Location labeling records

'''

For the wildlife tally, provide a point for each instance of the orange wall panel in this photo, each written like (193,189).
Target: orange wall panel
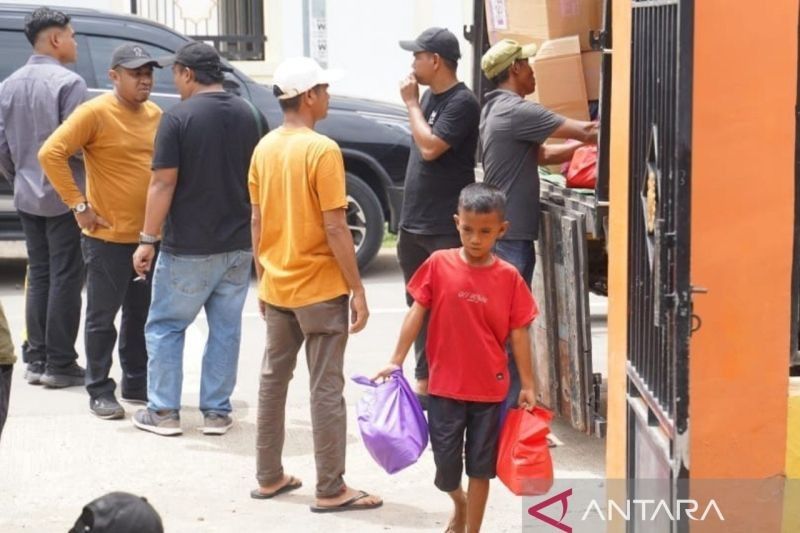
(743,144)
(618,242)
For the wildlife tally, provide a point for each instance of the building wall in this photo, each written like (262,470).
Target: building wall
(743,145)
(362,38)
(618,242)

'''
'''

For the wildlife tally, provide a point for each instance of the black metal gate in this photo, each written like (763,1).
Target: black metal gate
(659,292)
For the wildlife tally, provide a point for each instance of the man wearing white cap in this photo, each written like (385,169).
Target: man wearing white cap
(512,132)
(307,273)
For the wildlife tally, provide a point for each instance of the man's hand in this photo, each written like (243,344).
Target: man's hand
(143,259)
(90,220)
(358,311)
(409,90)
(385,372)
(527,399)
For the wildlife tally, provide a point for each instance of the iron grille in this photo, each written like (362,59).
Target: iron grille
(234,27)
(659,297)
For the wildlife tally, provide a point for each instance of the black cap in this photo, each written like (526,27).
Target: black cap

'''
'''

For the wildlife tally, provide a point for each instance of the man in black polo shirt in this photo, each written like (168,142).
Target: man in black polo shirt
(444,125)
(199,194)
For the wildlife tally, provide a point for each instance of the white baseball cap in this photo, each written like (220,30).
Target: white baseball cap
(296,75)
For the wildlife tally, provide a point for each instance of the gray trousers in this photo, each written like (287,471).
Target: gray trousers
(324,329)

'''

Objective → Collect every line of the records above that contains the string "iron", matching case.

Answer to this task →
For the wildlife tally, provide a point for each instance of the iron grille in this photo, each written like (362,59).
Target: iron grille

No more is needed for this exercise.